▸ **Work item**
Return the following from the records below: each line, word for word, starting with the line that contains "point in the photo above." and going on through the line that contains "hillside in the photo above.", with nothing outside that range.

---------- The data

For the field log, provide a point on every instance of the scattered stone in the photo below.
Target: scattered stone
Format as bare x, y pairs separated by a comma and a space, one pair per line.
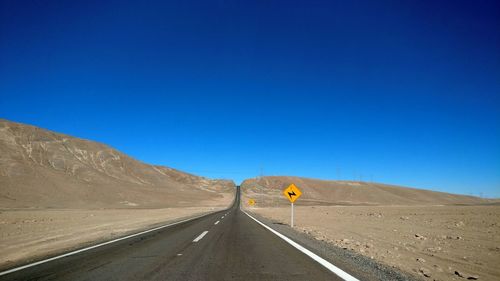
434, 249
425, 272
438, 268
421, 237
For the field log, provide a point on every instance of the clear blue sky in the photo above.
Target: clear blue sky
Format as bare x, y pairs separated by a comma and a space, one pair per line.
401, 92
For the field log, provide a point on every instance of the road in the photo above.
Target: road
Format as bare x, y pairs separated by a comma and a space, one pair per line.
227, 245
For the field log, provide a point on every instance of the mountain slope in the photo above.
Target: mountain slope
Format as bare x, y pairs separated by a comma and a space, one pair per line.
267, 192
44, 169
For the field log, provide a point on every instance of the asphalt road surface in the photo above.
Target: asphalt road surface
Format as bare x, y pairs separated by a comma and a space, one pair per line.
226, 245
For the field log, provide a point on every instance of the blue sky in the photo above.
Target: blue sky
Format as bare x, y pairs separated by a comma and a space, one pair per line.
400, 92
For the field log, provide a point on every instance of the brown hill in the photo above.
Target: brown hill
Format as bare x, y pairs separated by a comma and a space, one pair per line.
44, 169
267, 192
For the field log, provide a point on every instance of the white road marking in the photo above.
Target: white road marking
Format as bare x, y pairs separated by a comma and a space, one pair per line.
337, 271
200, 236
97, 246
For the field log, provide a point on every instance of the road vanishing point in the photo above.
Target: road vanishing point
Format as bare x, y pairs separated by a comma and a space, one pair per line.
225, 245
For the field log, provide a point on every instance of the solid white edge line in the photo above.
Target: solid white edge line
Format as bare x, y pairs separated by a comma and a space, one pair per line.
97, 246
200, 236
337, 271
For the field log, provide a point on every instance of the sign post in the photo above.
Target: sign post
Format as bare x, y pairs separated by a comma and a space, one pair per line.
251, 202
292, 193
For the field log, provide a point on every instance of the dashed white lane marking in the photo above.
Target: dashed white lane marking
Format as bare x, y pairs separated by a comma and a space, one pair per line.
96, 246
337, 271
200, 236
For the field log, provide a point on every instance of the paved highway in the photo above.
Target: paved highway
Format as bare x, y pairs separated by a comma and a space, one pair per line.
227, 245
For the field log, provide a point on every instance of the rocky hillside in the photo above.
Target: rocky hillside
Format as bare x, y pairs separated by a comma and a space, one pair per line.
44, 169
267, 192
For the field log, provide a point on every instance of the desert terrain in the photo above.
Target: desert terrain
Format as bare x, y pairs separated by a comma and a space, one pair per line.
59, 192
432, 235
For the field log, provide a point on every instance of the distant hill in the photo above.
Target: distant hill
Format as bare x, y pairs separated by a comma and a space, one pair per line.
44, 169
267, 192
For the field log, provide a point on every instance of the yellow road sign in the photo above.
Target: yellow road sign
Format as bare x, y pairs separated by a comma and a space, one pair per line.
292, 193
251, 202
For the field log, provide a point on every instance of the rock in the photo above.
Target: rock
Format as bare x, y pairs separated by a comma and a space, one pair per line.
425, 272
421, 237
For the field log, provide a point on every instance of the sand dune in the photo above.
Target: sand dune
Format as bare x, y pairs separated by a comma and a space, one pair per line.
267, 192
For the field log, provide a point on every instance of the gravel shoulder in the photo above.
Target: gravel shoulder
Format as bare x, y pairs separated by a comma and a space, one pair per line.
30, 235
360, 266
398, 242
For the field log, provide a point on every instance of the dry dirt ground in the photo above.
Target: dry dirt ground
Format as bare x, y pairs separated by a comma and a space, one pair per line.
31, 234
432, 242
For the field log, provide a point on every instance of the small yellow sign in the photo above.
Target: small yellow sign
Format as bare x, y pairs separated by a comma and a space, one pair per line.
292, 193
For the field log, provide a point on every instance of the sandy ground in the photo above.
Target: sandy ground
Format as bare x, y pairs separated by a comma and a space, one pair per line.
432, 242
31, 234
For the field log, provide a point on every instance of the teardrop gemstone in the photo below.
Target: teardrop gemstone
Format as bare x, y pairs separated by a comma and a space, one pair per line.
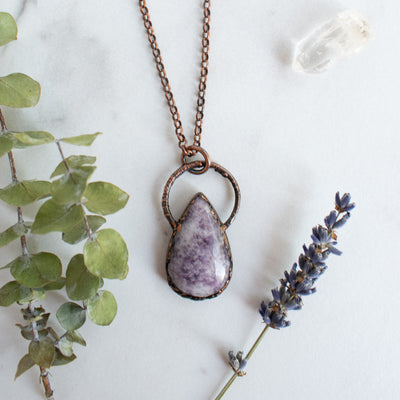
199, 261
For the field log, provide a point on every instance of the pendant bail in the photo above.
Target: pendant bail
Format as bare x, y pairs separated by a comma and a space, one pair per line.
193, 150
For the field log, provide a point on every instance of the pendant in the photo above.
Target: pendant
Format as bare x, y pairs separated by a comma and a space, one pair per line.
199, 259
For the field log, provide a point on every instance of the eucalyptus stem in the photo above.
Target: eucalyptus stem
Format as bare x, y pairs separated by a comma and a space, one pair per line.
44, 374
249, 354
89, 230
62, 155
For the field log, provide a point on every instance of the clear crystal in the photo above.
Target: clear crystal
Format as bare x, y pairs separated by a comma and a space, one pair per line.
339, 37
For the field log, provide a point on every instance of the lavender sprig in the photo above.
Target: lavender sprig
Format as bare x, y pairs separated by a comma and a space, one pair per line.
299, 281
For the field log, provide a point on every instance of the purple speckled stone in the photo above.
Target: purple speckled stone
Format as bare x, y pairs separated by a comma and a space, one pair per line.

--------------------

▸ **Written solution**
For the field log, provide a point on every instance of the road vanishing point in the photo above.
Target: road vanishing point
Format as bare x, y pairs separated by a comma and a space, one pair per line.
225, 245
For the field log, provide a point on every instance of the solid white edge line in the photo above.
Target: solid white edge line
Format as bare x, y pairs separated by a comma and a space, one pair per line.
97, 246
200, 236
337, 271
For the field log, provide a point on every instance of the sign post in the photo above.
Target: sign post
Format as bare x, y pairs separated by a comma and a space, one pair per line.
251, 202
292, 193
For the field log, provide a point on every instance of the dashed white lane marking in the photo above.
Target: dashed white lane marking
Format as bare x, y pairs separated by a comma and a space, one pair per line.
96, 246
337, 271
200, 236
For the field log, provide a point on every instance of the paved highway in the photo above.
Target: paved highway
Format as bare x, y pairs separated by a comma and a space, one pair per line.
227, 245
For the field log, provide a point on every instance of the rocky hillside in the photo above.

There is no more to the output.